§ **Task**
Convert each line of the records below into an item in a numbered list, omitting any blank lines.

■ ■ ■ ■

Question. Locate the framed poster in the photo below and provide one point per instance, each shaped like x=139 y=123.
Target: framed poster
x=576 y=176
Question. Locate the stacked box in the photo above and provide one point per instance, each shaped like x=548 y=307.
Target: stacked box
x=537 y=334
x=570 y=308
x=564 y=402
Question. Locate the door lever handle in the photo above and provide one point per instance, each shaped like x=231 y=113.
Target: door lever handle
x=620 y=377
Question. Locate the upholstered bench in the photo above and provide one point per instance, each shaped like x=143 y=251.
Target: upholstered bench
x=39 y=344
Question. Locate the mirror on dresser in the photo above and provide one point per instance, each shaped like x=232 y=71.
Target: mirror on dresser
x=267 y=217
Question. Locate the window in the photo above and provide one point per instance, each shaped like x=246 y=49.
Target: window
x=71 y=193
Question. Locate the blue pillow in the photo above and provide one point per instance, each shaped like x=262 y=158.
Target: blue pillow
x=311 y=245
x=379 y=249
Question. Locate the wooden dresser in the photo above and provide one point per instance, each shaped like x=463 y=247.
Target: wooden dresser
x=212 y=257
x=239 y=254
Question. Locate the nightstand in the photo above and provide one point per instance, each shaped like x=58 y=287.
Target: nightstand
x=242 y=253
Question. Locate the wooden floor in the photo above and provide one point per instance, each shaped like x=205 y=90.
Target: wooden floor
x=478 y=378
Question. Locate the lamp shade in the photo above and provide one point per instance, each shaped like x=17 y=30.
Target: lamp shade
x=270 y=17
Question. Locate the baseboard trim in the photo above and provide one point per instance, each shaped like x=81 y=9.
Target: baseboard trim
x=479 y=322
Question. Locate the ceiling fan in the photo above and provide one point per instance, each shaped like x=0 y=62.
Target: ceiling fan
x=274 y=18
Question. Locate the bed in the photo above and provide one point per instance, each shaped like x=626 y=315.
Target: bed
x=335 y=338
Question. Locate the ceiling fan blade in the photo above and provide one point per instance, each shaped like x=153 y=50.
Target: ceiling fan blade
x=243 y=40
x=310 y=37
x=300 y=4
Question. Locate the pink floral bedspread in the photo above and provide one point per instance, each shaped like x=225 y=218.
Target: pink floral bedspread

■ ■ ■ ■

§ **Finished answer**
1. Question. Locate the framed poster in the photo below and provide one point per instance, each shaped like x=139 y=123.
2. Target: framed poster
3. x=576 y=176
4. Question. Locate the stacked box in the photo above and provide one point per instance, each shaped like x=548 y=307.
5. Target: stacked box
6. x=537 y=334
7. x=570 y=308
8. x=564 y=402
9. Question. Locate the door lever handle in the photo above and provide one point per instance, each shaped like x=231 y=113.
10. Target: door lever handle
11. x=620 y=377
12. Question. Locate the upholstered bench in the photo above and provide one point per instance, each shaped like x=143 y=251.
13. Target: upholstered bench
14. x=39 y=344
15. Question. Locate the mirror on dresser in the photo above and provide one point per instance, each shaped like x=232 y=71.
16. Target: mirror on dresser
17. x=267 y=217
18. Question. Locate the window in the photo above and provide one point per instance, each shaped like x=246 y=49.
19. Target: window
20. x=71 y=193
21. Question. Locate the blue pillow in the photo above and provide one point per instance, each shaped like x=262 y=158.
22. Target: blue pillow
23. x=311 y=245
24. x=379 y=249
25. Question. Locate the wooden dresser in the photo above and provide one point per instance, each shaped like x=463 y=247.
26. Target: wooden dresser
27. x=212 y=257
28. x=239 y=254
29. Question. Locate the nightstand in the photo above and provide one point per instance, each shaped like x=58 y=287.
30. Target: nightstand
31. x=242 y=253
32. Question. Locate the wooden floor in the photo above and provide one point per instance, each shaped like x=205 y=90.
33. Target: wooden floor
34. x=478 y=378
35. Question. Locate the lamp shade in the photo above and provide one point per instance, each shaped like x=17 y=30.
36. Target: lamp shade
37. x=270 y=17
38. Question. Locate the baseboard trim in the photo above and provide one point per instance, each shaped like x=81 y=9.
39. Target: baseboard trim
40. x=479 y=322
41. Question. Locate the ceiling fan in the photo above and provide one point per instance, each shaped like x=0 y=62.
42. Target: ceiling fan
43. x=274 y=18
44. Question. Locate the bed in the photo above and provide one point per instance, each shaped like x=626 y=315.
45. Target: bed
46. x=335 y=338
47. Question. Locate the ceiling fan blade in the photo above and provide one point per instance, each shaped like x=153 y=50.
48. Target: ceiling fan blade
49. x=243 y=40
50. x=310 y=37
51. x=300 y=4
52. Question. Locate the pink floral bedspread in the photo above and provide one point per instance, each shaped like x=225 y=218.
53. Target: pink floral bedspread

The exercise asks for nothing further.